§ Assignment
Retyping the records exactly, down to the last line, is the whole job.

-=-=-=-=-

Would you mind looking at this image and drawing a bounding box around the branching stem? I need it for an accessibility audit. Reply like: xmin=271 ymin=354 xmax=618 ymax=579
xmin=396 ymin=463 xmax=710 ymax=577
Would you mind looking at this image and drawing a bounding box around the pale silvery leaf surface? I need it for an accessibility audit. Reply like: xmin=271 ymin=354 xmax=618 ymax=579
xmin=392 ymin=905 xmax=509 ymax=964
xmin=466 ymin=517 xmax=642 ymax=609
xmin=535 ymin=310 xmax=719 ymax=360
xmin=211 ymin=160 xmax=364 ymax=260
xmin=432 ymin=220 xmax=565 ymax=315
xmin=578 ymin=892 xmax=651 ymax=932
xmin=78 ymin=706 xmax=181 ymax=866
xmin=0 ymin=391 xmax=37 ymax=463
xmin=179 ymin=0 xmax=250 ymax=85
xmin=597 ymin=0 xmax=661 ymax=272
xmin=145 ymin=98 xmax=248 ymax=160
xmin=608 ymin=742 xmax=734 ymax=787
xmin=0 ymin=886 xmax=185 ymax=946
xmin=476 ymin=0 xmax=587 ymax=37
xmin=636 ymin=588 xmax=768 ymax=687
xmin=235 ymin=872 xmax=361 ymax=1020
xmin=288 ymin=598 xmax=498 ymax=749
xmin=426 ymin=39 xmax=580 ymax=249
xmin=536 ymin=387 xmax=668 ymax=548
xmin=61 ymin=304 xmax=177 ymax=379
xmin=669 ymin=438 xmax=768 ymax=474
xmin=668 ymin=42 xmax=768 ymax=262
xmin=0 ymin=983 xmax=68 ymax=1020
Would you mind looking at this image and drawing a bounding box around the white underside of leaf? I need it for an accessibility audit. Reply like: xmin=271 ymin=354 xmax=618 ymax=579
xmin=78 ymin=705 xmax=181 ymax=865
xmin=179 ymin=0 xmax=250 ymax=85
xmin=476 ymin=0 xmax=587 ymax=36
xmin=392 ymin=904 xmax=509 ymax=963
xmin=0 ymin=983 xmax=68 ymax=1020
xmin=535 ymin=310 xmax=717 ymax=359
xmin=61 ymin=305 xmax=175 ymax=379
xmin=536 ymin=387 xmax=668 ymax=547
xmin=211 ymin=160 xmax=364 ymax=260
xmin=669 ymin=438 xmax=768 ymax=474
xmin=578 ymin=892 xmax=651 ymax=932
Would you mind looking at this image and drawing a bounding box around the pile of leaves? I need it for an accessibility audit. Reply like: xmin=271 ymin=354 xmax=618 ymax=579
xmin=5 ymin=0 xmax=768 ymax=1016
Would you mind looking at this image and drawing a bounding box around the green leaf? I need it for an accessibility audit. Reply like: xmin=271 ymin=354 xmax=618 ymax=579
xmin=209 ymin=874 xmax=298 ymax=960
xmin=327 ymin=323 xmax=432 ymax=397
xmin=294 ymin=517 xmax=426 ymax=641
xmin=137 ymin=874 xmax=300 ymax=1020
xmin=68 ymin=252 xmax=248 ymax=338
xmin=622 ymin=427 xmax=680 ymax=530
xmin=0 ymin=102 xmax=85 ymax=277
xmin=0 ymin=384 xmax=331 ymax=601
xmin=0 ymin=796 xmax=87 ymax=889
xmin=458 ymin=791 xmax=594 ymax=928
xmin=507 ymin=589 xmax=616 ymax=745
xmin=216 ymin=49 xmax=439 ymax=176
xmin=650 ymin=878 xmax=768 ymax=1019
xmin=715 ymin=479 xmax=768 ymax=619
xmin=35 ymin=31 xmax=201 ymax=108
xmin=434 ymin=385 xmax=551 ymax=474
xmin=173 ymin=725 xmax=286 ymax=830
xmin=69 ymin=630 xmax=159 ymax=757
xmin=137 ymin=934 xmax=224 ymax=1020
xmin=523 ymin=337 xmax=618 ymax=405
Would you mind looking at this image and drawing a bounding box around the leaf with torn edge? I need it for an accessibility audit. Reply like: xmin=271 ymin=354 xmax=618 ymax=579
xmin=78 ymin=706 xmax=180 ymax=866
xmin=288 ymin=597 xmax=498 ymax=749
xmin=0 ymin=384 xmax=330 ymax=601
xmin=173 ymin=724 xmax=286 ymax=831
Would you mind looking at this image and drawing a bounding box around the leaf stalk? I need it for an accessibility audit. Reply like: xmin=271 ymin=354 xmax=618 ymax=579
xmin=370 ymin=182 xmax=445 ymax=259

-=-=-=-=-

§ Written reply
Would you mind looking at this image and drawing a bounding box around the branching stem? I need it for an accessibility audit. Reply like: xmin=271 ymin=354 xmax=618 ymax=579
xmin=396 ymin=463 xmax=710 ymax=577
Would you mind looking at this image and drawing a bounding box around the pale silvery leaf surface? I need it for an accessibility audit. Reply like: xmin=271 ymin=354 xmax=618 ymax=579
xmin=392 ymin=905 xmax=509 ymax=964
xmin=466 ymin=517 xmax=642 ymax=609
xmin=535 ymin=310 xmax=719 ymax=360
xmin=211 ymin=160 xmax=364 ymax=260
xmin=432 ymin=220 xmax=565 ymax=315
xmin=578 ymin=892 xmax=651 ymax=932
xmin=78 ymin=706 xmax=181 ymax=866
xmin=0 ymin=391 xmax=37 ymax=463
xmin=179 ymin=0 xmax=250 ymax=85
xmin=597 ymin=0 xmax=661 ymax=272
xmin=145 ymin=98 xmax=248 ymax=160
xmin=608 ymin=742 xmax=734 ymax=787
xmin=0 ymin=886 xmax=185 ymax=946
xmin=476 ymin=0 xmax=587 ymax=37
xmin=636 ymin=588 xmax=768 ymax=687
xmin=235 ymin=872 xmax=361 ymax=1020
xmin=288 ymin=598 xmax=498 ymax=749
xmin=426 ymin=39 xmax=580 ymax=249
xmin=536 ymin=387 xmax=668 ymax=548
xmin=61 ymin=304 xmax=177 ymax=379
xmin=669 ymin=438 xmax=768 ymax=474
xmin=668 ymin=42 xmax=768 ymax=262
xmin=0 ymin=983 xmax=68 ymax=1020
Would you mind looking at this image and drawing a bounding box around the white underside of leaf? I need it for an accessibility audit. Reply like: xmin=271 ymin=354 xmax=618 ymax=579
xmin=78 ymin=705 xmax=181 ymax=865
xmin=179 ymin=0 xmax=250 ymax=85
xmin=476 ymin=0 xmax=587 ymax=36
xmin=392 ymin=904 xmax=509 ymax=963
xmin=0 ymin=983 xmax=68 ymax=1020
xmin=535 ymin=310 xmax=717 ymax=359
xmin=61 ymin=305 xmax=175 ymax=379
xmin=536 ymin=387 xmax=668 ymax=547
xmin=211 ymin=160 xmax=364 ymax=260
xmin=669 ymin=438 xmax=768 ymax=474
xmin=578 ymin=892 xmax=651 ymax=932
Would you mind looking at this image and drawing a bounding box around the pile of leaves? I need it for an accessibility audit. Reply like: xmin=271 ymin=354 xmax=618 ymax=579
xmin=5 ymin=0 xmax=768 ymax=1016
Would you mind looking at this image and drawing a bounding box around the green leaf? I need it for an accessibility audit. Reply like: xmin=271 ymin=354 xmax=618 ymax=579
xmin=209 ymin=874 xmax=298 ymax=960
xmin=327 ymin=323 xmax=432 ymax=397
xmin=294 ymin=517 xmax=426 ymax=641
xmin=137 ymin=874 xmax=300 ymax=1020
xmin=68 ymin=252 xmax=248 ymax=338
xmin=622 ymin=427 xmax=680 ymax=530
xmin=0 ymin=102 xmax=85 ymax=277
xmin=0 ymin=384 xmax=331 ymax=601
xmin=0 ymin=796 xmax=87 ymax=889
xmin=458 ymin=791 xmax=594 ymax=928
xmin=507 ymin=589 xmax=616 ymax=745
xmin=216 ymin=49 xmax=439 ymax=176
xmin=650 ymin=878 xmax=768 ymax=1019
xmin=715 ymin=479 xmax=768 ymax=619
xmin=35 ymin=31 xmax=201 ymax=108
xmin=434 ymin=385 xmax=551 ymax=474
xmin=173 ymin=725 xmax=286 ymax=830
xmin=69 ymin=630 xmax=159 ymax=757
xmin=137 ymin=934 xmax=224 ymax=1020
xmin=523 ymin=337 xmax=618 ymax=405
Would you mind looking at this image and drawing a bounding box around the leaf with torn edge? I need it for an accessibility audit. Reply like: xmin=271 ymin=354 xmax=618 ymax=579
xmin=78 ymin=706 xmax=180 ymax=866
xmin=288 ymin=597 xmax=498 ymax=749
xmin=0 ymin=384 xmax=330 ymax=601
xmin=173 ymin=724 xmax=286 ymax=831
Would you mind looking at this image and drawing a bounding box around the leaf stalk? I need it for an accessibility audit. Reply like: xmin=271 ymin=354 xmax=618 ymax=579
xmin=370 ymin=182 xmax=445 ymax=259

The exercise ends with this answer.